**Exercise details**
Write out all the data again, exactly as shown.

[Source records]
┌────────

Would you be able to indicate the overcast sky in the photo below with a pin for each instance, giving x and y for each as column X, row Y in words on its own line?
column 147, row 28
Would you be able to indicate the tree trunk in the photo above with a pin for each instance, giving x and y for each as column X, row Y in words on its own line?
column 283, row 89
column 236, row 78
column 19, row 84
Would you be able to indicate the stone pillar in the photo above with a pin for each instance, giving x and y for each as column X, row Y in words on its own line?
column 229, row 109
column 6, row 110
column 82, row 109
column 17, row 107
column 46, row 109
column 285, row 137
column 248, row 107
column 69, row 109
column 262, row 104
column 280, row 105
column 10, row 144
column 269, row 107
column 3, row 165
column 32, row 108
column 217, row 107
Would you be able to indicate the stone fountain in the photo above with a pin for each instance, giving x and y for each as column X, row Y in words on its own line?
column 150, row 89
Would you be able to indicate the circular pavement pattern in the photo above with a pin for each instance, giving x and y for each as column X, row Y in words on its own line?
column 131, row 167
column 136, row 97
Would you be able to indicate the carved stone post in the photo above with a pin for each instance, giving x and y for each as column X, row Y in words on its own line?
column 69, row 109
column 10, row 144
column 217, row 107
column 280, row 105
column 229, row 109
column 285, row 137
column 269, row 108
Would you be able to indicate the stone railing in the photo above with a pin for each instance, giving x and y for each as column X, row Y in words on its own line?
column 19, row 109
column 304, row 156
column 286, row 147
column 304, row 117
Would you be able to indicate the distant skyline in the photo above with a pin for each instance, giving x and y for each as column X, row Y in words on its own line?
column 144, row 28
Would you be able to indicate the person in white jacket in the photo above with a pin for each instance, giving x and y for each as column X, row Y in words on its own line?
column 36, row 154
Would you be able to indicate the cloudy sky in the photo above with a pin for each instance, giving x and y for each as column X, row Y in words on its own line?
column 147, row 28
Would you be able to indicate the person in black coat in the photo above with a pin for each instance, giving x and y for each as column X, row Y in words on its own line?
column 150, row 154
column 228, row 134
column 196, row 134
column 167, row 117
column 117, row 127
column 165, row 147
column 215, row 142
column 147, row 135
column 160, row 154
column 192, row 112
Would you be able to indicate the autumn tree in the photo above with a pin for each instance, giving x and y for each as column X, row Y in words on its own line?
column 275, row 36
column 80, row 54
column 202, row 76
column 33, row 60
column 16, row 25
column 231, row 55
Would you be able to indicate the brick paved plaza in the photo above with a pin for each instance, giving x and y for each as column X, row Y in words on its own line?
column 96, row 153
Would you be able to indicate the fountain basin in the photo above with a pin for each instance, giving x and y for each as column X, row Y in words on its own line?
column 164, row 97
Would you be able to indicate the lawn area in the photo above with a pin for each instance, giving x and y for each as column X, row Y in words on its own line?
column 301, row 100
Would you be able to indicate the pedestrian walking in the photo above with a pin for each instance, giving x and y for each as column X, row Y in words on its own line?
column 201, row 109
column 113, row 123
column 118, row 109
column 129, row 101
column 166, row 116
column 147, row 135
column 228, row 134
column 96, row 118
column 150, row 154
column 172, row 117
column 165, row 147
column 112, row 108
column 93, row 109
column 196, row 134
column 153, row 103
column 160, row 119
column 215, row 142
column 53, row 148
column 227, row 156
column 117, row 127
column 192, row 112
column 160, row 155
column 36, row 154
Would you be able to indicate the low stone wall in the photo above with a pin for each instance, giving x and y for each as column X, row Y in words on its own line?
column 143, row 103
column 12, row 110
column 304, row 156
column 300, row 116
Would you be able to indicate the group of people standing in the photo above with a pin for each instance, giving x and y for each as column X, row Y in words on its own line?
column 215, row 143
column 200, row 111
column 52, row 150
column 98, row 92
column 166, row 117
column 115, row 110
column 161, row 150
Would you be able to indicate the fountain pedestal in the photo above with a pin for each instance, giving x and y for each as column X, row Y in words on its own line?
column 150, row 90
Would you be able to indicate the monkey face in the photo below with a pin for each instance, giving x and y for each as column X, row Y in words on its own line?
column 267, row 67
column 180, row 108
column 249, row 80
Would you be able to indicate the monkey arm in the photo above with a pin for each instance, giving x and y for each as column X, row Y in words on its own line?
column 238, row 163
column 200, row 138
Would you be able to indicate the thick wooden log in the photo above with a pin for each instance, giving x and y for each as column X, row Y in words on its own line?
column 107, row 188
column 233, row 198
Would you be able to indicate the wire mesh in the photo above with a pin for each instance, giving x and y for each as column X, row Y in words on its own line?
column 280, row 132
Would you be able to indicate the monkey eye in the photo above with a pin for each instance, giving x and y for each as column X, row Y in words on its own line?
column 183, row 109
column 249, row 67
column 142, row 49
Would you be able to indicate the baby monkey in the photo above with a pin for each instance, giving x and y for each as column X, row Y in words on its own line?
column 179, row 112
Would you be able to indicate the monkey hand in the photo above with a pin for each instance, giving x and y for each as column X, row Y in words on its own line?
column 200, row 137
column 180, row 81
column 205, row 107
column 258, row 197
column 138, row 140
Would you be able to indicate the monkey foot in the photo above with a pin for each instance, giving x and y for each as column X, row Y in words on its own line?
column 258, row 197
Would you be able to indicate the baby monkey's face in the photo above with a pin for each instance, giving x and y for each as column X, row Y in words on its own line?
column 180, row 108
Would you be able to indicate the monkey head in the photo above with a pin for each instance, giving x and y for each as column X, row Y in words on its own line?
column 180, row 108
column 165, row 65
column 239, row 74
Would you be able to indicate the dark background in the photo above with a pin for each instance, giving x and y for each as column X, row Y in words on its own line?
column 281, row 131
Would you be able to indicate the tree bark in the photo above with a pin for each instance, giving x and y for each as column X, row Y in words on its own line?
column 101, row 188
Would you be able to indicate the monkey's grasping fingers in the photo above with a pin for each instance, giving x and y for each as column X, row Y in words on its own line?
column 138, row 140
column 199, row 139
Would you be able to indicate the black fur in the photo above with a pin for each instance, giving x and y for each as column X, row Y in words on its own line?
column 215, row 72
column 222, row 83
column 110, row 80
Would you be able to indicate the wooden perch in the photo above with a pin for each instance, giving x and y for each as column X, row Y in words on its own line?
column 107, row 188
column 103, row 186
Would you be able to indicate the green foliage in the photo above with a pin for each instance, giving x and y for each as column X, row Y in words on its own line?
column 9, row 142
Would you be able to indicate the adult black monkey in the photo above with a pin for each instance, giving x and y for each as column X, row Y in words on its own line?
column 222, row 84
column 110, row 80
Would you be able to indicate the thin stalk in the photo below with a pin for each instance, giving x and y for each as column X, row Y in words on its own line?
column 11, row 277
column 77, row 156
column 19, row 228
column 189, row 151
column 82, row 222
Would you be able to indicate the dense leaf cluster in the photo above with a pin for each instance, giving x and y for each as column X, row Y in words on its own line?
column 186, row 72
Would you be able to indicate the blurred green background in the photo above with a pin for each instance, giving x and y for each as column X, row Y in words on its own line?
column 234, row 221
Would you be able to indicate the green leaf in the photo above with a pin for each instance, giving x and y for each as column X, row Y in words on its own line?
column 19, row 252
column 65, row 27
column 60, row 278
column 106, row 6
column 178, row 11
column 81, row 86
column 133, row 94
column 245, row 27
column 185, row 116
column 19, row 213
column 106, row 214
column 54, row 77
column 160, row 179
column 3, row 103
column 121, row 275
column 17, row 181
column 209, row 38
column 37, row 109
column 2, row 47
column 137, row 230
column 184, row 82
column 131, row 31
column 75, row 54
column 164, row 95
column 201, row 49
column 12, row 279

└────────

**Result for this exercise**
Would you be able to indicate the overcast sky in the photo below with a pin for each instance, giving x and y for each as column X, row Y in words on its own line?
column 147, row 28
Would you be able to indicate the tree trunk in the photo above with a pin for each instance, giving x and y for each as column X, row Y in words on its own line?
column 283, row 89
column 236, row 78
column 19, row 84
Would you be able to indicate the stone pillar in the photo above with a pin for each instance, giving x and y for each as column X, row Y in words on its own line?
column 229, row 109
column 6, row 110
column 82, row 109
column 17, row 107
column 46, row 109
column 285, row 137
column 248, row 107
column 69, row 109
column 262, row 104
column 280, row 105
column 10, row 144
column 269, row 107
column 3, row 165
column 32, row 108
column 217, row 107
Would you be able to indicate the stone fountain in the photo above with a pin for each instance, giving x and y for each as column X, row Y in words on its own line?
column 150, row 89
Would you be able to indicate the circular pavement pattern in the photo above with a pin for each instance, giving x and y for each as column X, row Y in words on its own line?
column 131, row 167
column 136, row 97
Would you be able to indicate the carved stone post in the photo above with a pin for each instance, giving x and y for each as column X, row Y in words on its own line?
column 69, row 109
column 10, row 144
column 217, row 107
column 280, row 105
column 229, row 109
column 285, row 137
column 269, row 108
Would you be able to indicate the stone railing in the photo above with a pin for each instance, giving x and y for each as column X, row Y in words on its own line?
column 19, row 109
column 304, row 156
column 286, row 147
column 304, row 117
Would you be able to indicate the distant skyline in the photo above with a pin for each instance, giving x and y for each as column X, row Y in words on its own line?
column 144, row 28
Would you be able to indicate the person in white jacket in the photo above with a pin for each instance, giving x and y for each as column X, row Y in words on its own line?
column 36, row 154
Would you be able to indicate the cloudy sky in the photo above with a pin for each instance, giving x and y for each as column X, row Y in words on its own line?
column 147, row 28
Would you be able to indicate the person in black coat in the photo above with a pin for each instance, giving x and y for each as column X, row Y in words on its own line?
column 150, row 154
column 228, row 134
column 196, row 134
column 167, row 117
column 117, row 127
column 165, row 147
column 215, row 142
column 147, row 135
column 160, row 154
column 192, row 112
Would you be able to indicate the autumn tree in the photo above with a pin for each instance, giving x and y for each as column X, row Y in words on its own line?
column 275, row 36
column 80, row 54
column 202, row 76
column 33, row 60
column 16, row 25
column 231, row 55
Would you be able to indicate the brick paved plaza in the photo above with a pin for each instance, giving x and y for each as column X, row Y in words on its own line?
column 96, row 153
Would you be able to indicate the fountain basin in the photo above with a pin for each instance, giving x and y for each as column X, row Y in words on its own line?
column 164, row 97
Would you be able to indicate the lawn area in the photo above with a pin for each instance, giving x and y for each as column X, row Y in words on its own line?
column 301, row 100
Would you be able to indicate the pedestrian walking in the photo above with a pin for each instance, giving x and y for each as column X, row Y in words on its own line?
column 201, row 109
column 113, row 123
column 118, row 109
column 129, row 101
column 166, row 116
column 147, row 135
column 228, row 134
column 96, row 118
column 150, row 154
column 172, row 117
column 165, row 147
column 112, row 108
column 93, row 109
column 196, row 134
column 153, row 103
column 160, row 119
column 215, row 142
column 53, row 148
column 227, row 156
column 117, row 127
column 192, row 112
column 160, row 155
column 36, row 154
Would you be able to indicate the low stone wall in the photo above with a pin for each instance, giving x and y for each as column X, row Y in words on its own line?
column 143, row 103
column 12, row 110
column 304, row 156
column 300, row 116
Would you be able to indicate the group of people standing in the photo above with a pin for each instance, giving x and y for each as column X, row Y in words on its own line?
column 215, row 143
column 200, row 111
column 52, row 150
column 98, row 92
column 166, row 117
column 115, row 110
column 161, row 150
Would you be able to indicate the fountain pedestal in the photo above with a pin for each instance, giving x and y for each as column X, row Y in words on its own line?
column 150, row 90
Would you be able to indicate the monkey face in the photo below with a pin for each instance, giving x and y for each as column X, row Y in words on its own line?
column 267, row 67
column 180, row 108
column 249, row 80
Would you be able to indicate the monkey arm in the photo above with a pin for each instance, giving x and y for each as column X, row Y in words on its own line?
column 238, row 163
column 200, row 138
Would you be able to indicate the thick wooden log in the photo above with a pin for each instance, giving x and y for each as column X, row Y in words on its own line?
column 107, row 188
column 233, row 198
Would you be able to indicate the wire mesh in the photo above with a pin for each instance, giving x and y for each as column X, row Y in words on its own line?
column 280, row 132
Would you be able to indicate the monkey eye in the photo above with a pin for each instance, giving x and y for each as column X, row Y in words on its own line?
column 183, row 109
column 249, row 67
column 142, row 49
Would you be able to indicate the baby monkey in the photo above with a pin for each instance, giving x and y for each as column X, row Y in words on its own line?
column 179, row 112
Would you be able to indicate the monkey hand in the photo above with a pin for each instance, giving x and y for each as column X, row Y in words on its own line?
column 200, row 137
column 180, row 81
column 205, row 107
column 258, row 197
column 138, row 140
Would you be able to indicate the monkey foot in the photo above with a pin for each instance, giving x and y for each as column X, row Y in words on its own line?
column 258, row 197
Would you be able to indicate the baby monkey's face in the photo above with a pin for each instance, giving x and y for each as column X, row Y in words on its own line?
column 180, row 108
Would you be able to indicate the monkey head in the photo above with a pin for each instance, giving x and y for each as column X, row Y in words on its own line?
column 180, row 108
column 165, row 65
column 239, row 74
Would you be able to indicate the dark background in the photo above with a pin for each instance, giving x and y for each as column X, row Y in words on its own line?
column 281, row 131
Would you be able to indicate the tree bark in the photo above with a pin for each instance, giving x and y for each as column X, row Y in words on its own line?
column 101, row 188
Would you be able to indicate the monkey's grasping fingers in the photo above with a pin for each instance, giving x and y for each as column X, row Y in words on its own line?
column 138, row 140
column 199, row 139
Would you be able to indicate the black fur in the photo above with a pin for each instance, giving x and y for each as column X, row Y in words on its own line?
column 215, row 72
column 222, row 83
column 110, row 80
Would you be able to indicate the wooden perch in the photo above with a pin for each instance, giving x and y for each as column X, row Y in words on its own line?
column 107, row 188
column 103, row 186
Would you be able to indicate the green foliage in the photo above with a pin for each instance, giving x and y for each as column X, row Y in words on its own line?
column 9, row 142
Would you be able to indicate the adult black monkey in the photo above with a pin for each instance, giving x and y for each as column X, row Y in words on its own line?
column 222, row 84
column 110, row 80
Would you be able to indicate the thin stalk in the photo below with a pin for each instance, giving x and y for each as column X, row Y in words on its own line?
column 11, row 277
column 77, row 156
column 19, row 228
column 189, row 151
column 82, row 222
Would you be able to indicate the dense leaf cluster in the photo above with a pin for each instance, giving x and y for each as column X, row Y in words on its own line?
column 186, row 72
Would you be able to indicate the blurred green background in the photo above with a pin for each instance, giving x and y for each as column X, row Y in words on its own line?
column 234, row 221
Would you be able to indicate the green leaf in the photo above with a pin for each instance, giving x and y for each as column X, row Y in words on its own line?
column 19, row 252
column 65, row 27
column 60, row 278
column 106, row 6
column 178, row 11
column 81, row 86
column 133, row 94
column 245, row 27
column 185, row 116
column 19, row 213
column 106, row 214
column 54, row 77
column 160, row 179
column 3, row 103
column 121, row 275
column 17, row 181
column 209, row 38
column 37, row 109
column 2, row 47
column 137, row 230
column 184, row 82
column 131, row 31
column 75, row 54
column 164, row 95
column 201, row 49
column 12, row 279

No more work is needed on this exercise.